** WHAT YOU HAVE TO DO **
Please print nothing but the lines from the one containing "Task: place one keypoint per instance of the driver" to the final line below, exactly, and no pictures.

** MATERIAL TO PROCESS **
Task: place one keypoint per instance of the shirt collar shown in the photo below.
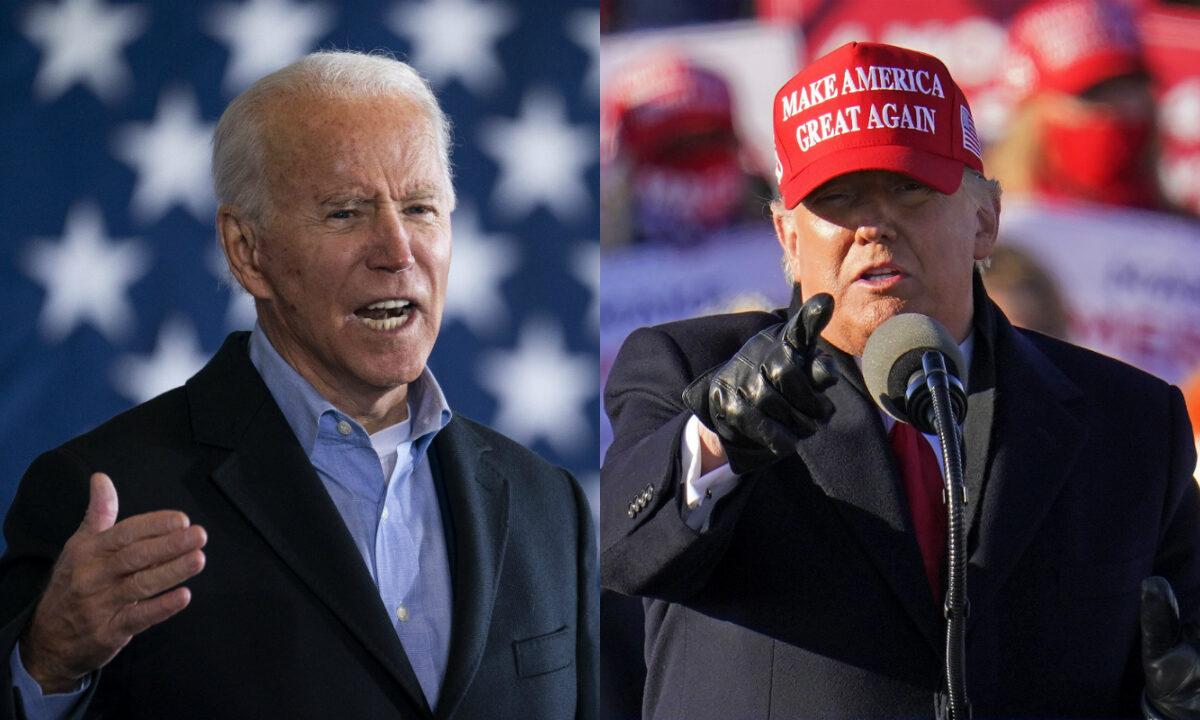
(303, 406)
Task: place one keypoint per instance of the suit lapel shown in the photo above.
(271, 483)
(1036, 409)
(867, 491)
(478, 493)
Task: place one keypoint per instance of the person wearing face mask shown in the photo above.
(789, 538)
(1084, 121)
(675, 167)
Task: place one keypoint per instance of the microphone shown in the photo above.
(897, 371)
(912, 369)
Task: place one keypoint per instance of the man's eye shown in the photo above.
(833, 197)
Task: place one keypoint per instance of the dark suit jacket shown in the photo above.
(807, 598)
(285, 619)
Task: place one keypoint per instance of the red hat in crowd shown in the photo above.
(873, 107)
(664, 97)
(1069, 46)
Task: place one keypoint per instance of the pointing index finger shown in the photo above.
(805, 325)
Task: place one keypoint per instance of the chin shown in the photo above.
(867, 318)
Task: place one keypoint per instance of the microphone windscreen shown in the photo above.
(893, 354)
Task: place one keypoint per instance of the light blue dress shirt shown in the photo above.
(383, 487)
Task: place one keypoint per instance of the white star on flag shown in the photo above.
(265, 35)
(455, 39)
(82, 42)
(586, 268)
(480, 263)
(541, 389)
(543, 159)
(87, 276)
(583, 27)
(172, 159)
(177, 357)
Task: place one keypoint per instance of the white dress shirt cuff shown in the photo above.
(39, 706)
(701, 492)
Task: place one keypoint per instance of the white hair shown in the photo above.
(239, 178)
(984, 191)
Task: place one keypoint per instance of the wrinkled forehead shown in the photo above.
(315, 133)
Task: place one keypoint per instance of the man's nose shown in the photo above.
(393, 243)
(875, 220)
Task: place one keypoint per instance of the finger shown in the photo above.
(784, 408)
(148, 583)
(148, 613)
(101, 511)
(1159, 618)
(755, 425)
(795, 335)
(823, 372)
(156, 551)
(148, 525)
(815, 315)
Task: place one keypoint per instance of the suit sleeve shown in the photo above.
(652, 551)
(588, 624)
(49, 504)
(1179, 546)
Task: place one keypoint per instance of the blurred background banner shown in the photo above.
(111, 273)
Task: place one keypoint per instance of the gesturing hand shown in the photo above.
(1169, 655)
(107, 586)
(769, 395)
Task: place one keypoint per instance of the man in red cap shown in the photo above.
(790, 538)
(1084, 123)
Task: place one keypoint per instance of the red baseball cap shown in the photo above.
(665, 96)
(1069, 46)
(873, 107)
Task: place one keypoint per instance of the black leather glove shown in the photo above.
(769, 395)
(1169, 655)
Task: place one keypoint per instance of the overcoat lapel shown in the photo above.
(271, 483)
(867, 490)
(478, 492)
(1037, 411)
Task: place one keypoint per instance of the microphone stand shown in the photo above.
(954, 495)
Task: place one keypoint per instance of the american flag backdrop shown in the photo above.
(112, 279)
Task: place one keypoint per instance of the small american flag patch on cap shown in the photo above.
(970, 139)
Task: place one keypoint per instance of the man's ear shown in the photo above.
(239, 241)
(789, 240)
(988, 231)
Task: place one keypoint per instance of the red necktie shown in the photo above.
(923, 485)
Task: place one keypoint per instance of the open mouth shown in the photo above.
(881, 276)
(385, 315)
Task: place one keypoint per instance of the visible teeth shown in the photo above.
(388, 304)
(387, 323)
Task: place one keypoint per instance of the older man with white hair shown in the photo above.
(791, 539)
(351, 547)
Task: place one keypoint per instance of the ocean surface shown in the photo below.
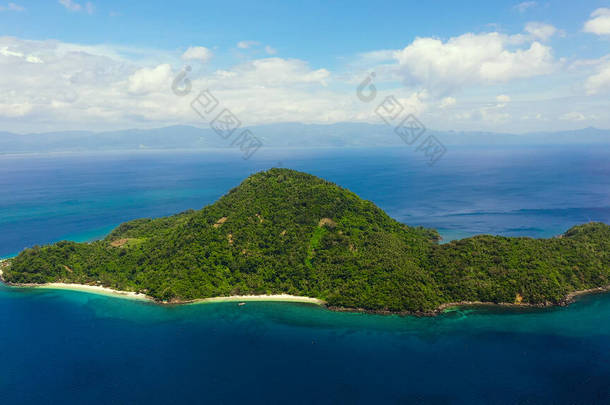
(73, 348)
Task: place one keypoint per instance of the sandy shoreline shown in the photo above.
(272, 297)
(94, 289)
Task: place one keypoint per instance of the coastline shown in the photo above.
(443, 308)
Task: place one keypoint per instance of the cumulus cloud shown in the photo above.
(272, 72)
(487, 58)
(573, 116)
(600, 81)
(198, 53)
(524, 6)
(541, 31)
(65, 85)
(599, 23)
(147, 80)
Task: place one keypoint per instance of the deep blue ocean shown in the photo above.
(75, 348)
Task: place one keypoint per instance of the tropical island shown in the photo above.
(287, 233)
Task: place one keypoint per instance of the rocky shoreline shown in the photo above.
(568, 299)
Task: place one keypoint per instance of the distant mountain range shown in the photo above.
(275, 136)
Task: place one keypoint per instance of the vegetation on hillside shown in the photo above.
(283, 231)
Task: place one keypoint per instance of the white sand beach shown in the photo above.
(273, 297)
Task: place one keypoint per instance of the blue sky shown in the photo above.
(508, 66)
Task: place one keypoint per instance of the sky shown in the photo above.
(502, 66)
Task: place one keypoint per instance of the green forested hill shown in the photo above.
(283, 231)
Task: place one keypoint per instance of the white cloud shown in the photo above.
(444, 67)
(147, 80)
(599, 23)
(541, 31)
(600, 81)
(247, 44)
(524, 6)
(53, 85)
(447, 102)
(12, 7)
(74, 6)
(272, 72)
(5, 51)
(199, 53)
(573, 116)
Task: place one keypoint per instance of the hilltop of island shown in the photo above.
(286, 232)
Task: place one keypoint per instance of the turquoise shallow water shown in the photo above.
(73, 348)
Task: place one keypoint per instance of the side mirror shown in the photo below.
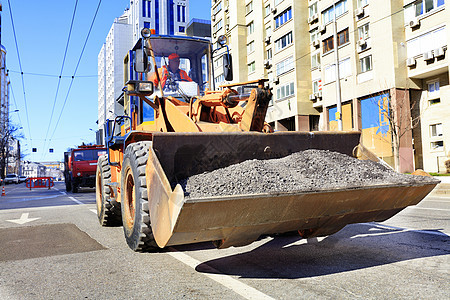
(140, 61)
(227, 67)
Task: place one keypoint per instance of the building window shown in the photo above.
(250, 47)
(332, 12)
(283, 18)
(316, 86)
(314, 35)
(425, 6)
(268, 31)
(251, 67)
(436, 130)
(433, 88)
(267, 10)
(217, 8)
(250, 28)
(285, 91)
(313, 9)
(362, 3)
(426, 42)
(343, 38)
(219, 79)
(315, 60)
(269, 53)
(345, 70)
(363, 31)
(365, 63)
(285, 65)
(437, 146)
(249, 7)
(283, 42)
(217, 26)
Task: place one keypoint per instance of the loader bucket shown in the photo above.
(241, 219)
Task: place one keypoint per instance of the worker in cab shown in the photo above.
(170, 74)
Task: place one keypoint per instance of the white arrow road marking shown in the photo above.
(23, 219)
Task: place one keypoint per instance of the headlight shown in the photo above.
(145, 87)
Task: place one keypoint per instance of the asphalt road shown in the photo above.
(52, 247)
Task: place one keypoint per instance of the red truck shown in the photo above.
(80, 165)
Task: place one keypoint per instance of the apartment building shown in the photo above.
(165, 16)
(380, 91)
(427, 37)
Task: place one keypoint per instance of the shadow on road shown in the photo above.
(355, 247)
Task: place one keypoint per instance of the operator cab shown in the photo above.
(193, 56)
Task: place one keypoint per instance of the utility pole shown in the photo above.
(338, 80)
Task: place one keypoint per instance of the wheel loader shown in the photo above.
(183, 128)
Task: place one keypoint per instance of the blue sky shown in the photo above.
(42, 29)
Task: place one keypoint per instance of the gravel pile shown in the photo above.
(310, 170)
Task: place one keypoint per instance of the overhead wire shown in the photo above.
(21, 72)
(60, 74)
(51, 75)
(76, 69)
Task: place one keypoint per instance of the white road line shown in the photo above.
(418, 207)
(235, 285)
(439, 201)
(404, 229)
(76, 201)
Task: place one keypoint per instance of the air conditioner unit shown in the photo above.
(359, 12)
(428, 55)
(313, 18)
(414, 23)
(410, 62)
(322, 28)
(439, 52)
(275, 80)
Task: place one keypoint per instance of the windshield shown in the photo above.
(182, 66)
(88, 154)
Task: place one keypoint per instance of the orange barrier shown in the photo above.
(39, 182)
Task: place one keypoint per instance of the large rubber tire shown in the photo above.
(74, 188)
(108, 213)
(134, 199)
(68, 187)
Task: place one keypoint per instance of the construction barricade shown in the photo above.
(39, 182)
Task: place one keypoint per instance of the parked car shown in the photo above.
(11, 178)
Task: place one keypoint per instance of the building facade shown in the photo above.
(165, 16)
(389, 88)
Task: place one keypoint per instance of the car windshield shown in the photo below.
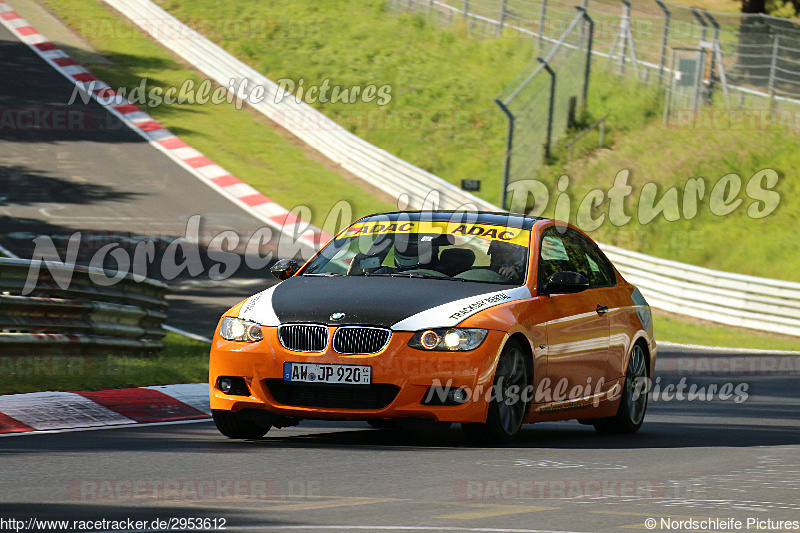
(443, 250)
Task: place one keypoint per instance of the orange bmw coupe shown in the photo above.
(491, 320)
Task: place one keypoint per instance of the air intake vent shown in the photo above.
(304, 337)
(355, 340)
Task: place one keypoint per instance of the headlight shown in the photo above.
(448, 340)
(236, 329)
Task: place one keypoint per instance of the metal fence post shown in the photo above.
(541, 24)
(502, 16)
(550, 107)
(509, 147)
(664, 41)
(626, 20)
(773, 65)
(588, 70)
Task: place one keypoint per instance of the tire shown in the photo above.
(234, 426)
(633, 403)
(504, 419)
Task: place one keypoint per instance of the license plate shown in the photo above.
(325, 373)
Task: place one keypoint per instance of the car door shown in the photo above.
(576, 325)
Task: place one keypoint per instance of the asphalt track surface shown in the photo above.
(701, 459)
(692, 459)
(76, 168)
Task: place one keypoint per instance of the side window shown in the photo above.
(560, 252)
(600, 271)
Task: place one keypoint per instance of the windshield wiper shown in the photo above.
(409, 275)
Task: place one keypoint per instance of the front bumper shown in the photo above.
(401, 377)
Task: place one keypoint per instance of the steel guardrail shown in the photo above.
(65, 311)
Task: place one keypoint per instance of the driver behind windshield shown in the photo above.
(410, 254)
(507, 259)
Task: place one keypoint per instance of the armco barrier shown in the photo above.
(84, 318)
(732, 299)
(758, 303)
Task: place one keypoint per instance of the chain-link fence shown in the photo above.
(752, 61)
(543, 102)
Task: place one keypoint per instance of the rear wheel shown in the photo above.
(633, 403)
(507, 406)
(235, 426)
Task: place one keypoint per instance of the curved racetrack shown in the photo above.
(706, 458)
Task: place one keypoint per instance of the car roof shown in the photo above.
(497, 218)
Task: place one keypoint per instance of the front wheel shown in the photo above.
(234, 426)
(507, 405)
(633, 403)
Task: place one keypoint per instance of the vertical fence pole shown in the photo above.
(626, 20)
(588, 70)
(773, 65)
(541, 24)
(509, 148)
(715, 46)
(502, 17)
(551, 107)
(699, 78)
(664, 41)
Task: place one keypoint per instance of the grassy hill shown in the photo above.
(441, 117)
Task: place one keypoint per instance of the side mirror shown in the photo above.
(565, 282)
(284, 269)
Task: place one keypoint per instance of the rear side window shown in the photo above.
(571, 251)
(559, 252)
(601, 273)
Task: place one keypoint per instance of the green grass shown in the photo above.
(442, 118)
(239, 140)
(437, 71)
(674, 328)
(181, 361)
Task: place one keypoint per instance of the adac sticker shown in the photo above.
(481, 231)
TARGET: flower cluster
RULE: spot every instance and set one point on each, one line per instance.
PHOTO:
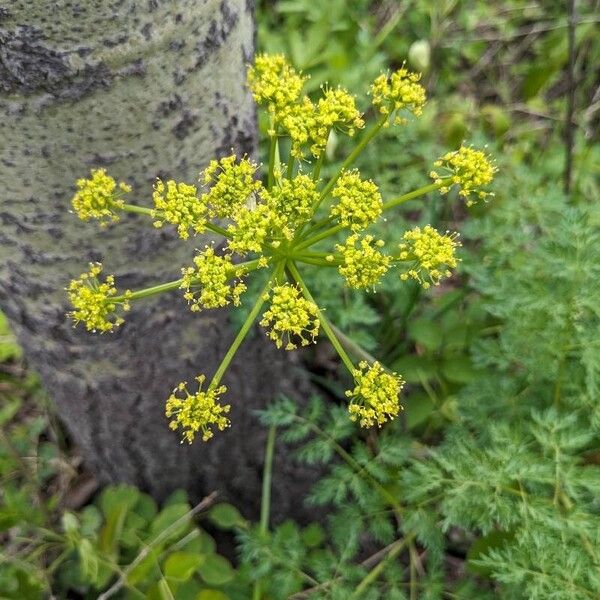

** ANSWER AREA **
Task: place one keypoint per instance of the driver behind windshield shown in the photo above.
(410, 254)
(507, 259)
Task: place one keypoint per instance of the armco barrier shown in the photo above.
(84, 318)
(732, 299)
(758, 303)
Task: place one keypoint per instance of the chain-link fence shown in the photo above.
(752, 61)
(543, 102)
Task: place one keypoint per instance of the rear wheel shown in the photo above.
(633, 403)
(507, 406)
(235, 426)
Task: place one keypoint per instance of the curved racetrack shown in the photo above.
(706, 458)
Task: place one keypoint per instance of the car roof shown in the photo above.
(497, 218)
Task: place one keypoint per instance of the front wheel shown in the photo above.
(234, 426)
(507, 405)
(633, 403)
Task: place one keypoint per instance of the vertical fence pole shown in the photo above.
(626, 20)
(588, 70)
(773, 65)
(541, 24)
(509, 148)
(715, 46)
(502, 17)
(551, 107)
(699, 78)
(664, 41)
Task: place one keypoint per instance of the grassy hill shown in the photo above.
(441, 117)
Task: place one keypoint per instance of the side mirror shown in the photo above.
(565, 282)
(284, 269)
Task: place one keypoint per instance of the rear side window shown in the photo above.
(571, 251)
(559, 252)
(601, 273)
Task: place one keypoint per instance of the green grass shown in the photo above.
(442, 118)
(239, 140)
(437, 71)
(674, 328)
(181, 361)
Task: place one keypoint per instance of the adac sticker shown in the photo above.
(481, 231)
TARGET: flower cluster
RULE: spot every instance and set one point on each, one line per instance.
PHOTO:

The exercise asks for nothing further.